• [Text block]:
---

See the sci-kit learn documentation for implementing PCA [here](https://scikit-learn.org/stable/modules/generated/sklearn.decomposition.PCA.html).

In [65]:
# impute missing values and standardize values 
imputer = SimpleImputer(missing_values=np.nan, strategy='median')
scaler = StandardScaler()

imputer.fit(df[X_vars])
Ximp = imputer.transform(df[X_vars])
scaler.fit(Ximp)
Xscaled = scaler.transform(Ximp)

In [104]:
from sklearn.decomposition import PCA

# set whiten option to True

pca = PCA(n_components="mle", copy=True, whiten=True, 
          svd_solver='auto', tol=0.0, iterated_power='auto', 
          n_oversamples=5, power_iteration_normalizer='auto',
          random_state=None)

df_pca = pca.fit_transform(Xscaled)

df_pca.shape

(10000, 39)

---

• [Data shown]:
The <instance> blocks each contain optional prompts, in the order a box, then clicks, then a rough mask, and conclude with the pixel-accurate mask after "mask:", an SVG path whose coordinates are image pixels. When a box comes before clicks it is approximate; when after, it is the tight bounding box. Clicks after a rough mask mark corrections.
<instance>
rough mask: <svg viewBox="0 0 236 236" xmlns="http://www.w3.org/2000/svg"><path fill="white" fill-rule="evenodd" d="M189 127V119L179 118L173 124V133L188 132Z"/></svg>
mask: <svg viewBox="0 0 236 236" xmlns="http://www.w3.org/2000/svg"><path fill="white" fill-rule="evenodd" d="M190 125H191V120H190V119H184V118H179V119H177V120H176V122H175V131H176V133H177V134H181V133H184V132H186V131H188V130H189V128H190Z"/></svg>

---

• [Task item A]:
Reproduce the PCA code excerpt verbatim, starting at "Xscaled = scaler.transform(Ximp)" and ending at "random_state=None)".
• [Task item B]:
Take the PCA code excerpt further, picking up right after its final output line.

• [Answer area A]:
Xscaled = scaler.transform(Ximp)

In [104]:
from sklearn.decomposition import PCA

# set whiten option to True

pca = PCA(n_components="mle", copy=True, whiten=True, 
          svd_solver='auto', tol=0.0, iterated_power='auto', 
          n_oversamples=5, power_iteration_normalizer='auto',
          random_state=None)

• [Answer area B]:
In [105]:
df_pca = pd.DataFrame(df_pca)

# create column names
featurenames = list()
for i in range(df_pca.shape[1]):
    featurenames.append(f"x{i}")
df_pca.columns = featurenames

In [107]:
### save dataframe following application of PCA for downstream analysis
df_pca2 = pd.concat([pd.DataFrame(df_pca),
                       pd.DataFrame(df, columns=['y'])], axis=1)

#### Save resulting dataframes to csv for further analysis

In [109]:
df_pca2.to_csv('../data/processed/data_pca.csv', index=False)